▶ EXERCISE DETAILS: Can you lay out every one of the records below as a JSON list of strings, one string per line, skipping blank lines and leaving the pictures out?

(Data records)
+ + + + +

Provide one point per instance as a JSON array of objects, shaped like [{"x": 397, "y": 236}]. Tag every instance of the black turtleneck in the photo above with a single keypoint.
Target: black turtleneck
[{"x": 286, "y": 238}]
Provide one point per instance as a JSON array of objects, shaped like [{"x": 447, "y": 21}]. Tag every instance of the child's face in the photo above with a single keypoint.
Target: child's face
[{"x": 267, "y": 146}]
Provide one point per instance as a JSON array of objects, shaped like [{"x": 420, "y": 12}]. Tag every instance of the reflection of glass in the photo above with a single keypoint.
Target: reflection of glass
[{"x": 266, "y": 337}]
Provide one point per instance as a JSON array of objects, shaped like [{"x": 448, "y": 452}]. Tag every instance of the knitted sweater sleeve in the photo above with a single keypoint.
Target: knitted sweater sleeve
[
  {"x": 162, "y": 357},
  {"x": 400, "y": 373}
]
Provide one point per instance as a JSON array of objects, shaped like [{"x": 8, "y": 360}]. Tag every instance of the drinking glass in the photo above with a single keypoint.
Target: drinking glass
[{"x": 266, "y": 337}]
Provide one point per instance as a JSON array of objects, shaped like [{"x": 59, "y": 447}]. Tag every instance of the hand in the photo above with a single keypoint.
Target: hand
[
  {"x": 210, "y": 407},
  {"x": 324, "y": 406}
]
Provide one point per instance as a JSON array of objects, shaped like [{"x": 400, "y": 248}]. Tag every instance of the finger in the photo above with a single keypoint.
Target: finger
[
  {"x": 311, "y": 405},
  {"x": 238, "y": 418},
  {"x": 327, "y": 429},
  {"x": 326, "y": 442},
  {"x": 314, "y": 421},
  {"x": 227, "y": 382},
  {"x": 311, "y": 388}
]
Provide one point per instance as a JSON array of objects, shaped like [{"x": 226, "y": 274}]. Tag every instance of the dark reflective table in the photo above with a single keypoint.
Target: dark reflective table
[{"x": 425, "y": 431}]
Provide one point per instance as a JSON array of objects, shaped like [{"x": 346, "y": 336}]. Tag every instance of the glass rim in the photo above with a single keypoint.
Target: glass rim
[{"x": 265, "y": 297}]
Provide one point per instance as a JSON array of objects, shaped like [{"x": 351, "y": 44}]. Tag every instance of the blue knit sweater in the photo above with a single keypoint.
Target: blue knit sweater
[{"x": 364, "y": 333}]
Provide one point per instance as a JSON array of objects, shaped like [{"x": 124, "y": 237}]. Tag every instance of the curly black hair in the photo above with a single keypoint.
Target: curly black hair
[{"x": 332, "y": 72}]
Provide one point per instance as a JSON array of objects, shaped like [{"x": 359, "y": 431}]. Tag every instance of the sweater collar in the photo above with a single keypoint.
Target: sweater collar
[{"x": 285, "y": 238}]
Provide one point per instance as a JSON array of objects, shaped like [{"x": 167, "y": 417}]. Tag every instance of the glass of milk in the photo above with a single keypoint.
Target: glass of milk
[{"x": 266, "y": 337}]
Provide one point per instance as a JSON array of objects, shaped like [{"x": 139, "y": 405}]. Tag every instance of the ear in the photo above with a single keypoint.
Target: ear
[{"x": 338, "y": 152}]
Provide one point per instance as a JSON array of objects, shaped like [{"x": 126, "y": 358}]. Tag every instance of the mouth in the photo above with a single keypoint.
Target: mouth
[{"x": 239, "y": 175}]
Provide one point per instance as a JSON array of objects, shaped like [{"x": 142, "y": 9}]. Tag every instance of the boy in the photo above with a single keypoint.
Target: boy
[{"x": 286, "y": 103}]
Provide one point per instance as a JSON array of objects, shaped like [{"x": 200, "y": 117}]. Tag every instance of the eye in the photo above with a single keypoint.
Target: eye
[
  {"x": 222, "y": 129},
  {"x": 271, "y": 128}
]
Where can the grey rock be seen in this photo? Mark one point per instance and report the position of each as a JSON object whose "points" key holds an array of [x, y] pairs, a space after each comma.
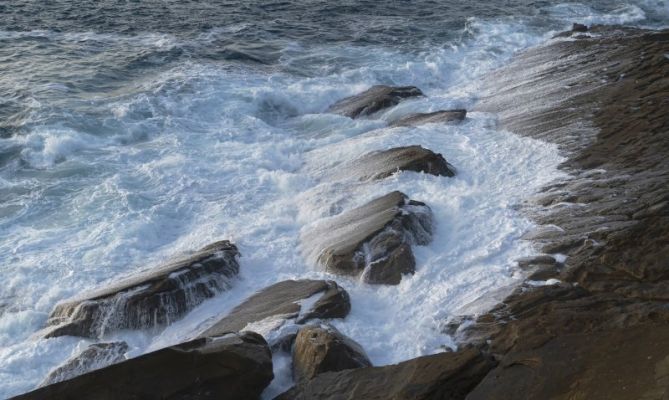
{"points": [[149, 299]]}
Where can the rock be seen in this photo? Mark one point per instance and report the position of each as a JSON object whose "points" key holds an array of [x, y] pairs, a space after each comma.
{"points": [[579, 28], [442, 116], [300, 300], [96, 356], [233, 366], [373, 99], [322, 348], [441, 376], [381, 164], [373, 240], [149, 299]]}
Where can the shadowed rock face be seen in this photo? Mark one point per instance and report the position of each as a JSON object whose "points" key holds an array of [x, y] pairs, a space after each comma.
{"points": [[381, 164], [431, 118], [153, 298], [322, 348], [443, 376], [602, 332], [234, 366], [284, 300], [373, 99], [96, 356], [373, 240]]}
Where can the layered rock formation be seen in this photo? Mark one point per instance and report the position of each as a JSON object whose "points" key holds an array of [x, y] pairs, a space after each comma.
{"points": [[373, 100], [442, 376], [233, 366], [155, 297], [301, 300], [96, 356], [381, 164], [443, 116], [373, 240], [322, 348], [601, 333]]}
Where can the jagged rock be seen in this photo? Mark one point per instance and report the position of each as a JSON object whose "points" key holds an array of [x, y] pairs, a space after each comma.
{"points": [[373, 99], [442, 116], [149, 299], [300, 300], [579, 28], [381, 164], [373, 240], [96, 356], [443, 376], [233, 366], [322, 348]]}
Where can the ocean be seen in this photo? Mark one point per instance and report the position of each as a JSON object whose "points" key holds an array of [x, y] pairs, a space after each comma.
{"points": [[135, 131]]}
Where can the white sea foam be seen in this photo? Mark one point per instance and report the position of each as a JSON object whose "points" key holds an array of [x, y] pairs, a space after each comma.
{"points": [[201, 153]]}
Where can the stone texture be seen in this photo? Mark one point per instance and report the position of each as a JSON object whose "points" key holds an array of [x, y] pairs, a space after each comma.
{"points": [[373, 240], [148, 299], [284, 300], [96, 356], [381, 164], [443, 116], [234, 367], [445, 376], [373, 99], [322, 348]]}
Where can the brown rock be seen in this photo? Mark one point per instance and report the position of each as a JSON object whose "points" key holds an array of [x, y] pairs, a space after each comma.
{"points": [[446, 376], [149, 299], [442, 116], [322, 348], [374, 239], [373, 99], [283, 300], [234, 366]]}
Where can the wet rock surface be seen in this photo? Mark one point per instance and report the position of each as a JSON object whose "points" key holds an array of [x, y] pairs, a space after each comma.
{"points": [[234, 366], [96, 356], [443, 116], [601, 333], [374, 99], [322, 348], [440, 376], [373, 240], [381, 164], [299, 300], [155, 297]]}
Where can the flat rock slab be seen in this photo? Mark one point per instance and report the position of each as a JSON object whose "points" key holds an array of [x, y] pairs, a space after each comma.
{"points": [[443, 116], [373, 240], [300, 300], [234, 366], [443, 376], [149, 299], [322, 348], [373, 99], [96, 356], [381, 164]]}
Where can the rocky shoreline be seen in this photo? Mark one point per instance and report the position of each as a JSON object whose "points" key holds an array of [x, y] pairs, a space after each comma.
{"points": [[589, 322]]}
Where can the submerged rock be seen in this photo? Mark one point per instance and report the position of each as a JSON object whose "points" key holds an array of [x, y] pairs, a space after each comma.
{"points": [[152, 298], [431, 118], [322, 348], [96, 356], [373, 99], [233, 366], [300, 300], [373, 240], [381, 164], [440, 376]]}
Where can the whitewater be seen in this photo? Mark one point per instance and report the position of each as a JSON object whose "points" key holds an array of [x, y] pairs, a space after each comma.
{"points": [[115, 180]]}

+ + + + +

▶ WRITTEN ANSWER:
[
  "Provide one point per instance as a JSON array of objects, shaped like [{\"x\": 397, \"y\": 236}]. Tag every instance of the black turtleneck in the photo above with a single keypoint.",
  "Target: black turtleneck",
  "[{\"x\": 286, \"y\": 238}]",
  "Provide one point per instance as a JSON array of objects, shaped like [{\"x\": 447, \"y\": 21}]. Tag every instance of the child's face in the photo above with a single keypoint.",
  "Target: child's face",
  "[{\"x\": 267, \"y\": 146}]",
  "Provide one point per instance as a JSON array of objects, shaped like [{\"x\": 420, \"y\": 12}]. Tag every instance of the reflection of glass in the photo above with a single keypoint.",
  "Target: reflection of glass",
  "[{\"x\": 266, \"y\": 337}]",
  "Provide one point per instance as a JSON array of objects, shaped like [{\"x\": 448, \"y\": 452}]. Tag every instance of the knitted sweater sleeve in the photo above with a single keypoint.",
  "Target: knitted sweater sleeve",
  "[",
  "  {\"x\": 162, \"y\": 357},",
  "  {\"x\": 400, \"y\": 373}",
  "]",
  "Provide one point per instance as a JSON array of objects, shaped like [{\"x\": 8, \"y\": 360}]. Tag every instance of the drinking glass in the photo above with a single keypoint.",
  "Target: drinking glass",
  "[{\"x\": 266, \"y\": 337}]",
  "Provide one point per instance as a JSON array of objects, shaped like [{\"x\": 59, \"y\": 447}]. Tag every instance of the hand in the photo above with a single keypoint.",
  "Target: hand",
  "[",
  "  {\"x\": 210, \"y\": 407},",
  "  {\"x\": 324, \"y\": 406}",
  "]",
  "Provide one point per instance as a JSON array of objects, shaped like [{\"x\": 400, \"y\": 248}]. Tag every instance of the finger in the photo above with a single keypoint.",
  "Target: finger",
  "[",
  "  {\"x\": 311, \"y\": 405},",
  "  {\"x\": 238, \"y\": 418},",
  "  {\"x\": 327, \"y\": 429},",
  "  {\"x\": 326, \"y\": 442},",
  "  {\"x\": 314, \"y\": 421},",
  "  {\"x\": 227, \"y\": 382},",
  "  {\"x\": 311, \"y\": 388}",
  "]",
  "Provide one point per instance as a JSON array of objects, shaped like [{\"x\": 226, \"y\": 274}]. Tag every instance of the dark reflective table in the photo above with a single keypoint.",
  "Target: dark reflective table",
  "[{\"x\": 425, \"y\": 431}]",
  "Provide one point per instance as a JSON array of objects, shaped like [{\"x\": 346, \"y\": 336}]. Tag every instance of the glass rim in the photo above with a single keypoint.",
  "Target: glass rim",
  "[{\"x\": 265, \"y\": 297}]",
  "Provide one point per instance as a JSON array of objects, shaped like [{\"x\": 351, \"y\": 44}]. Tag every instance of the blue knit sweater in the photo above with a single keypoint.",
  "Target: blue knit sweater",
  "[{\"x\": 364, \"y\": 333}]",
  "Provide one point per instance as a JSON array of objects, shaped like [{\"x\": 124, \"y\": 237}]. Tag every instance of the curly black hair in the photo above with a single keypoint.",
  "Target: curly black hair",
  "[{\"x\": 332, \"y\": 72}]",
  "Provide one point per instance as a JSON array of objects, shaped like [{\"x\": 359, \"y\": 431}]. Tag every instance of the sweater collar in the photo above with a single keypoint.",
  "Target: sweater collar",
  "[{\"x\": 285, \"y\": 238}]",
  "Provide one point per instance as a JSON array of objects, shaped like [{\"x\": 167, \"y\": 417}]. Tag every instance of the glass of milk in the photo above with a single keypoint.",
  "Target: glass of milk",
  "[{\"x\": 266, \"y\": 337}]",
  "Provide one point per instance as a JSON array of objects, shaped like [{\"x\": 139, \"y\": 405}]. Tag every instance of the ear in the photo above with a single keypoint.",
  "Target: ear",
  "[{\"x\": 338, \"y\": 152}]",
  "Provide one point per instance as a JSON array of objects, shaped like [{\"x\": 126, \"y\": 358}]. Tag every instance of the mouth in the photo above with a single keypoint.",
  "Target: mouth",
  "[{\"x\": 239, \"y\": 175}]",
  "Provide one point per instance as a JSON array of objects, shaped like [{\"x\": 142, \"y\": 9}]. Tag every instance of the boy in the photo above with a single keypoint.",
  "Target: boy",
  "[{\"x\": 286, \"y\": 103}]",
  "Provide one point per instance as a JSON array of objects, shaped like [{\"x\": 200, \"y\": 117}]. Tag every instance of the eye in the photo above with a single keypoint.",
  "Target: eye",
  "[",
  "  {\"x\": 222, \"y\": 129},",
  "  {\"x\": 271, \"y\": 128}",
  "]",
  "Where can the grey rock be seen in this photo? Mark one point per instance and report the position of each as a JSON object whose \"points\" key holds an array of [x, y] pairs, a space after each comma.",
  "{\"points\": [[149, 299]]}",
  "Where can the rock be seen in this photo? Mark one point per instance and report the position of each as a JSON object whose \"points\" key holds an array of [x, y] pairs, a space after each comma.",
  "{\"points\": [[579, 28], [442, 116], [300, 300], [96, 356], [233, 366], [373, 99], [322, 348], [441, 376], [381, 164], [373, 240], [149, 299]]}",
  "Where can the shadowed rock face be seen in this photo? Mark one point per instance and report the position of each as a JSON object whose \"points\" key holds an array of [x, y] pairs, a space after each comma.",
  "{\"points\": [[381, 164], [431, 118], [153, 298], [322, 348], [443, 376], [602, 332], [234, 366], [284, 300], [373, 99], [96, 356], [373, 240]]}",
  "Where can the layered rock formation be seen in this photo? Mark one point per instance and report the position of each as a JSON object whose \"points\" key holds an array of [x, y] pairs, a space after each comma.",
  "{\"points\": [[373, 100], [442, 376], [233, 366], [155, 297], [301, 300], [96, 356], [381, 164], [443, 116], [373, 240], [322, 348], [601, 333]]}",
  "Where can the jagged rock be seen in this photo? Mark one point per instance and report the position of each as a JSON object whose \"points\" key holds an array of [x, y] pairs, a space after each comma.",
  "{\"points\": [[373, 99], [442, 116], [149, 299], [300, 300], [579, 28], [381, 164], [373, 240], [96, 356], [443, 376], [233, 366], [322, 348]]}",
  "Where can the ocean be seen in this photo? Mark one point per instance and report the position of each as a JSON object whose \"points\" key holds an array of [x, y] pairs, a space after each comma.",
  "{\"points\": [[135, 131]]}",
  "Where can the white sea foam be seen in this photo? Mark one point per instance and report the position of each as a JSON object whose \"points\" key holds an array of [x, y] pairs, a space after each comma.",
  "{\"points\": [[201, 153]]}",
  "Where can the stone texture be seen in this photo? Mark one point per instance and report the position of each as a JSON object whose \"points\" key holds an array of [x, y] pairs, a space after each comma.",
  "{\"points\": [[373, 240], [148, 299], [284, 300], [96, 356], [381, 164], [443, 116], [234, 367], [445, 376], [373, 99], [322, 348]]}",
  "Where can the brown rock be seen in this photo? Mark one point per instance and report the position of each as a JSON object whose \"points\" key holds an array of [x, y] pairs, a space after each comma.",
  "{\"points\": [[446, 376], [149, 299], [442, 116], [322, 348], [374, 239], [373, 99], [283, 300], [234, 366]]}",
  "Where can the wet rock surface be seen in this photo? Mark one point per instance and report the position of each as a JSON object whose \"points\" key holds an array of [x, y] pairs, a space after each comma.",
  "{\"points\": [[234, 366], [96, 356], [443, 116], [601, 333], [374, 99], [322, 348], [440, 376], [373, 240], [381, 164], [299, 300], [155, 297]]}",
  "Where can the flat rock slab be seen in this photo? Mark one point per instance and report the position of each as a JSON object whose \"points\" key holds an array of [x, y] pairs, a space after each comma.",
  "{\"points\": [[443, 116], [373, 240], [300, 300], [234, 366], [443, 376], [149, 299], [322, 348], [373, 99], [96, 356], [381, 164]]}",
  "Where can the rocky shoreline be seen in this photo? Mark one point per instance and report the position of each as a JSON object whose \"points\" key holds an array of [x, y] pairs, a space after each comma.",
  "{\"points\": [[589, 322]]}",
  "Where can the submerged rock be seen in this photo? Mark one point per instance and report the position of each as a JSON object whose \"points\" key holds an array of [x, y] pairs, a space after each comma.",
  "{\"points\": [[152, 298], [431, 118], [322, 348], [96, 356], [373, 99], [233, 366], [300, 300], [373, 240], [381, 164], [440, 376]]}",
  "Where can the whitewater be seen in this photo? Mark one point per instance and report the position of each as a JSON object whose \"points\" key holds an array of [x, y] pairs, a space after each comma.",
  "{\"points\": [[115, 180]]}"
]